Region segmentation data
====================

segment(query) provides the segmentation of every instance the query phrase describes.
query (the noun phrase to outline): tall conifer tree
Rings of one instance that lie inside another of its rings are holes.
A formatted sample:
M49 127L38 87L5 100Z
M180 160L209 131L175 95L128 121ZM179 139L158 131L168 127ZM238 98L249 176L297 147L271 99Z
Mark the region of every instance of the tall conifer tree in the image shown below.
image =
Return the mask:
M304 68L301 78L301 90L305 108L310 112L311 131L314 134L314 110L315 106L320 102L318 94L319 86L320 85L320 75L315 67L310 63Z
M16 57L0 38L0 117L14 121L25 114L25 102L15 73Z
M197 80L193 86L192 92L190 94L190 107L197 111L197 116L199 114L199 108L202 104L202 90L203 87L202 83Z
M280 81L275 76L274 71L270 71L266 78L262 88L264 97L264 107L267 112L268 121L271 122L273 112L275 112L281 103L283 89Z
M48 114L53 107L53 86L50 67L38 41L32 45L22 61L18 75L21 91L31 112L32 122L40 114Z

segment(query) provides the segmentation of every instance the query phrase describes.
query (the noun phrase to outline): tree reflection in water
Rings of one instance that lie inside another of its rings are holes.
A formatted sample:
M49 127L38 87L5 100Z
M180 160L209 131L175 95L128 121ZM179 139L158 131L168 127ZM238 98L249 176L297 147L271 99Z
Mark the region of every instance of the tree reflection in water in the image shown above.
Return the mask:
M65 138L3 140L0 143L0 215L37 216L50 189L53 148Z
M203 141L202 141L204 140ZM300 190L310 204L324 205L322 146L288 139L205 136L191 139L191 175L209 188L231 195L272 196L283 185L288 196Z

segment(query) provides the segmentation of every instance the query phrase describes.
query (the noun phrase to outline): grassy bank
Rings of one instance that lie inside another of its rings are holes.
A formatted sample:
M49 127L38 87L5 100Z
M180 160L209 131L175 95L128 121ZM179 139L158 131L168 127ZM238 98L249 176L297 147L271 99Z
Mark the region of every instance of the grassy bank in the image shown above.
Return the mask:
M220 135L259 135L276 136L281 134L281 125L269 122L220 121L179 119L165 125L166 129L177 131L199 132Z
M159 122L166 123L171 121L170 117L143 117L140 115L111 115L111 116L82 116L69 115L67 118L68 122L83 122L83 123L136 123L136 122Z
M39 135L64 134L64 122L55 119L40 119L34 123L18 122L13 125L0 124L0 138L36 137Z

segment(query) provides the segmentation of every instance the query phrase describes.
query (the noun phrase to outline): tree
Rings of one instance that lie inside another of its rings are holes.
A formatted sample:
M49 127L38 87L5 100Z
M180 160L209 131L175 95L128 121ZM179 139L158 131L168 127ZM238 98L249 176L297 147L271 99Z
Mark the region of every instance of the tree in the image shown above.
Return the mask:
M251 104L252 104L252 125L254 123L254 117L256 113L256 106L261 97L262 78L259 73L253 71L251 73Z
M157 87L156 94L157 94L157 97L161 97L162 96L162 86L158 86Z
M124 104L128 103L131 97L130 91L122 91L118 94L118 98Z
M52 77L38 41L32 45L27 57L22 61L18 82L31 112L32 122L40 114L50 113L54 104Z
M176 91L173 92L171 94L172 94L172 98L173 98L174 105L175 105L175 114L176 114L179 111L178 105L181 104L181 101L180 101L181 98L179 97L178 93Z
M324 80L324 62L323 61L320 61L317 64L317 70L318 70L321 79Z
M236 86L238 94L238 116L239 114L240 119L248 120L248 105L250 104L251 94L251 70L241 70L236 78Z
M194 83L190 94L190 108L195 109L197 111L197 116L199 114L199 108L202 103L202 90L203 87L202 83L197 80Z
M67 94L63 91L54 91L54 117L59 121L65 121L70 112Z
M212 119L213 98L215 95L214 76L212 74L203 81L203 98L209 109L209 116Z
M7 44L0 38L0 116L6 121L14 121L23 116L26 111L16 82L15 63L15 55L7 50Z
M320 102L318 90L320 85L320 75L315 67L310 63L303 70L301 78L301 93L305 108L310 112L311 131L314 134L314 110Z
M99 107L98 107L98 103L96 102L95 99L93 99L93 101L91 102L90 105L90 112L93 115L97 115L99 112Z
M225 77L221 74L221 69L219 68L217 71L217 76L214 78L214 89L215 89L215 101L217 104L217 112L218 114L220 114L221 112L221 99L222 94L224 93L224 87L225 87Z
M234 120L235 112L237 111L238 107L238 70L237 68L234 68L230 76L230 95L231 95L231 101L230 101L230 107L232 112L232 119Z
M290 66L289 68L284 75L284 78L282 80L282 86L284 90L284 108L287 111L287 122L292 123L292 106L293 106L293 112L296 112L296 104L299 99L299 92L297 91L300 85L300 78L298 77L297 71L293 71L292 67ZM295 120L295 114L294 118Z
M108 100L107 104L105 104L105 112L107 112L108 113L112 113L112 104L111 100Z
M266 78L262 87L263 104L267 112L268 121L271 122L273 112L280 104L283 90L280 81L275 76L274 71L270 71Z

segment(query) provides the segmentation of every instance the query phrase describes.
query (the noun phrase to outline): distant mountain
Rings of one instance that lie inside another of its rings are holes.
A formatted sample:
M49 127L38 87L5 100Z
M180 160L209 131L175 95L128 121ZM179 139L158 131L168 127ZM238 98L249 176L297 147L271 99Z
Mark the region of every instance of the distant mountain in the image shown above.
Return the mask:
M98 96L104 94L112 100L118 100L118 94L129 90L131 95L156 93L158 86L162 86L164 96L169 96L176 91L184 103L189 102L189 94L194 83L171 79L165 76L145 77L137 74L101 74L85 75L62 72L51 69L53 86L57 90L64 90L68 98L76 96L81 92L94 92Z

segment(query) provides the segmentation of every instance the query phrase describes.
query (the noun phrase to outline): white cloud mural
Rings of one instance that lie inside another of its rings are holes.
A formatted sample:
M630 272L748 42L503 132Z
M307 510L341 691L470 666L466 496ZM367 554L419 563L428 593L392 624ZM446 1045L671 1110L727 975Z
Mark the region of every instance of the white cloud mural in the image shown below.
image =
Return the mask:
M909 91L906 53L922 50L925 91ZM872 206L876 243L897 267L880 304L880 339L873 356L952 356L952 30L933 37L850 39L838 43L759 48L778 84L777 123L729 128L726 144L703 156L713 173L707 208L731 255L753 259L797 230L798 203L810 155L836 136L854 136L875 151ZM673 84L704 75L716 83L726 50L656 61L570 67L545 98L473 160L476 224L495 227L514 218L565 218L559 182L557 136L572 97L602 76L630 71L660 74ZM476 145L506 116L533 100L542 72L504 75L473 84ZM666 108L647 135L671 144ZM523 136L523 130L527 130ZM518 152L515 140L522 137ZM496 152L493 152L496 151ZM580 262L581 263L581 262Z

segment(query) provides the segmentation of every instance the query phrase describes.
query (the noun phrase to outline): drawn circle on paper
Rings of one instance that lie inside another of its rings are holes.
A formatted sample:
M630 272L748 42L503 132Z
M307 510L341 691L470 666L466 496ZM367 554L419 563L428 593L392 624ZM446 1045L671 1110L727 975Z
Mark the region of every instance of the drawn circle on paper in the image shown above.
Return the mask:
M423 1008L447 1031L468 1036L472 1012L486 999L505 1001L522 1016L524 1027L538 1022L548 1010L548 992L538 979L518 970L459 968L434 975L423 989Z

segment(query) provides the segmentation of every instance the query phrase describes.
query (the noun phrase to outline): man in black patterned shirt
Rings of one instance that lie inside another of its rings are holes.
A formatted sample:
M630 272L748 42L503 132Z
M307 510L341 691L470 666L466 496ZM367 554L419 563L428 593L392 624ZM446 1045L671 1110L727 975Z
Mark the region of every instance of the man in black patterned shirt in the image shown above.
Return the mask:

====================

Reproduce all of the entries above character for character, leaving every line unchanged.

segment(query) provides the segmentation of every instance the query phrase describes.
query (the noun phrase to outline): tall conifer tree
Rings of one instance that lie inside another of its rings are holes.
A formatted sample:
M49 127L38 87L5 100Z
M180 160L209 131L175 95L128 121ZM179 139L158 131L168 127ZM238 98L249 176L297 147L271 99Z
Mark the region of every instance of the tall conifer tree in the image shown below.
image =
Return the mask:
M304 68L301 78L301 90L305 108L310 112L311 131L314 134L314 110L315 106L320 102L318 94L319 86L320 85L320 75L315 67L310 63Z
M16 57L0 38L0 117L14 121L25 114L25 102L15 73Z
M197 80L193 86L192 92L190 94L190 107L197 111L197 116L199 114L199 108L202 104L202 90L203 87L202 83Z
M280 81L275 76L274 71L270 71L266 78L262 88L264 97L264 107L267 112L268 121L271 122L273 112L275 112L281 103L283 89Z
M48 114L53 107L53 86L50 67L38 41L32 45L22 61L18 75L21 91L31 112L32 122L40 114Z

segment(query) provides the segmentation of every instance the query phrase describes.
query (the noun phrase to outline): tree reflection in water
Rings of one instance that lie inside another of its rings are holes.
A formatted sample:
M49 127L38 87L5 100Z
M180 160L209 131L175 95L128 121ZM179 139L158 131L168 127ZM238 98L249 176L297 147L271 99Z
Mark the region of every instance of the tree reflection in water in the image shown above.
Return the mask:
M65 138L3 140L0 143L0 215L37 216L50 189L53 148Z
M203 141L202 141L204 140ZM300 190L310 204L324 205L322 146L288 139L205 136L191 139L191 175L209 188L231 195L272 196L283 185L288 196Z

segment(query) provides the segmentation of every instance the query phrase describes.
query (the noun phrase to outline): grassy bank
Rings of one instance that lie inside another of its rings are holes.
A formatted sample:
M49 127L38 87L5 100Z
M180 160L209 131L175 95L128 121ZM179 139L158 131L168 127ZM238 98L249 176L297 147L271 99Z
Mark the region of every instance of the grassy bank in the image shown above.
Return the mask:
M220 135L259 135L276 136L281 134L281 125L269 122L220 121L179 119L165 125L166 129L177 131L199 132Z
M159 122L166 123L171 121L170 117L143 117L140 115L111 115L111 116L82 116L69 115L67 118L68 122L83 122L83 123L136 123L136 122Z
M39 135L64 134L64 122L55 119L40 119L34 123L18 122L13 125L0 124L0 138L36 137Z

segment(query) provides the segmentation of every instance the query phrase describes.
query (the noun phrase to outline): tree
Rings of one instance that lie inside another of its rings are holes.
A formatted sample:
M49 127L38 87L5 100Z
M180 160L209 131L175 95L128 121ZM179 139L158 131L168 127ZM238 98L249 176L297 147L271 99Z
Mark the region of every instance of the tree in the image shown above.
Return the mask:
M251 104L252 104L252 125L254 123L254 117L256 113L256 106L261 97L262 78L259 73L253 71L251 73Z
M157 87L156 94L157 94L157 97L161 97L162 96L162 86L158 86Z
M124 104L128 103L131 97L130 91L122 91L118 94L118 98Z
M52 77L38 41L32 45L27 57L22 61L18 82L31 112L32 122L40 114L50 113L54 104Z
M176 91L173 92L171 94L172 94L172 98L173 98L174 105L175 105L175 114L176 114L179 111L178 105L181 104L181 101L180 101L181 98L179 97L178 93Z
M324 80L324 62L323 61L320 61L317 64L317 70L318 70L321 79Z
M236 86L238 94L238 116L239 114L240 119L248 120L248 105L250 104L251 94L251 70L241 70L236 78Z
M194 83L190 94L190 108L195 109L197 111L197 116L199 114L199 108L202 103L202 90L203 87L202 83L197 80Z
M67 94L63 91L54 91L54 117L59 121L65 121L70 112Z
M212 119L213 98L215 95L214 76L212 74L203 81L203 98L209 109L209 116Z
M7 44L0 38L0 116L6 121L14 121L23 116L26 111L16 82L15 63L15 55L7 50Z
M320 102L318 90L320 85L320 75L315 67L310 63L303 70L301 78L301 93L305 108L310 112L311 131L314 134L314 110Z
M99 107L98 107L98 103L96 102L95 99L93 99L93 101L91 102L90 105L90 112L93 115L97 115L99 112Z
M225 77L221 74L221 69L219 68L217 71L217 76L214 78L214 89L215 89L215 101L217 104L217 112L218 114L220 114L221 112L221 99L222 94L224 93L224 87L225 87Z
M234 120L235 112L237 111L238 107L238 70L237 68L234 68L230 76L230 95L231 95L231 101L230 101L230 107L232 112L232 119Z
M290 66L289 68L284 75L284 78L282 80L282 86L284 90L284 108L287 111L287 122L292 123L292 106L293 106L293 112L296 112L296 104L299 99L299 92L297 91L300 85L300 78L298 77L297 71L293 71L292 67ZM295 120L295 114L294 118Z
M108 100L107 104L105 104L105 112L107 112L108 113L112 113L112 104L111 100Z
M266 78L262 87L263 104L267 112L268 121L271 122L273 112L280 104L283 90L280 81L275 76L274 71L270 71Z

segment(query) provides the segmentation of every instance the query phrase describes.
query (the noun phrase to outline): distant mountain
Rings of one instance that lie inside another of its rings are holes.
A formatted sample:
M49 127L38 87L5 100Z
M180 160L209 131L175 95L128 121ZM179 139L158 131L168 127ZM238 98L249 176L297 147L271 99Z
Mark the region of every instance of the distant mountain in the image shown above.
Return the mask:
M98 96L104 94L112 100L118 100L118 94L129 90L131 95L156 93L158 86L162 86L164 96L169 96L176 91L184 103L189 102L189 94L194 83L171 79L165 76L145 77L137 74L101 74L85 75L62 72L51 69L53 86L57 90L64 90L68 98L76 96L81 92L94 92Z

segment(query) provides the segmentation of every instance the query phrase describes.
query (the noun phrase to outline): white cloud mural
Rings of one instance that lie inside another of its rings are holes.
A formatted sample:
M630 272L748 42L503 132Z
M307 510L341 691L470 666L466 496ZM367 554L419 563L428 593L392 624ZM446 1045L671 1110L727 975Z
Mark the region of every instance of the white cloud mural in the image shown below.
image =
Return the mask:
M909 91L906 53L922 50L925 91ZM872 206L876 243L897 267L880 304L880 339L873 356L952 356L952 30L933 37L850 39L838 43L759 48L778 84L777 123L729 128L726 144L703 156L713 173L707 208L731 255L753 259L797 230L798 203L810 155L836 136L854 136L875 151ZM673 84L704 75L716 83L726 50L656 61L570 67L545 98L473 160L476 224L495 227L514 218L565 218L559 182L557 136L572 97L602 76L630 71L660 74ZM476 145L506 116L533 100L542 72L504 75L473 84ZM666 108L647 135L671 144ZM523 136L523 130L527 130ZM518 152L515 140L522 137ZM496 152L493 152L496 151ZM580 262L581 263L581 262Z

segment(query) provides the segmentation of every instance the query phrase describes.
query (the noun phrase to outline): drawn circle on paper
Rings of one instance that lie inside another of its rings are holes.
A formatted sample:
M630 272L748 42L503 132Z
M307 510L341 691L470 666L466 496ZM367 554L419 563L428 593L392 624ZM446 1045L671 1110L727 975Z
Mark the region of every instance of the drawn circle on paper in the image shown above.
Return the mask:
M423 1008L447 1031L468 1036L472 1012L486 999L505 1001L522 1016L524 1027L538 1022L548 1010L548 992L538 979L518 970L459 968L434 975L423 989Z

segment(query) provides the segmentation of every instance the query phrase describes.
query (the noun phrase to outline): man in black patterned shirt
Rings of one instance that lie inside another of its rings are holes.
A formatted sample:
M630 272L748 42L503 132Z
M307 510L341 691L470 666L466 496ZM367 554L419 563L428 593L392 624ZM446 1045L671 1110L727 975Z
Mark the region of every instance of the man in black patterned shirt in the image shown above.
Return the mask:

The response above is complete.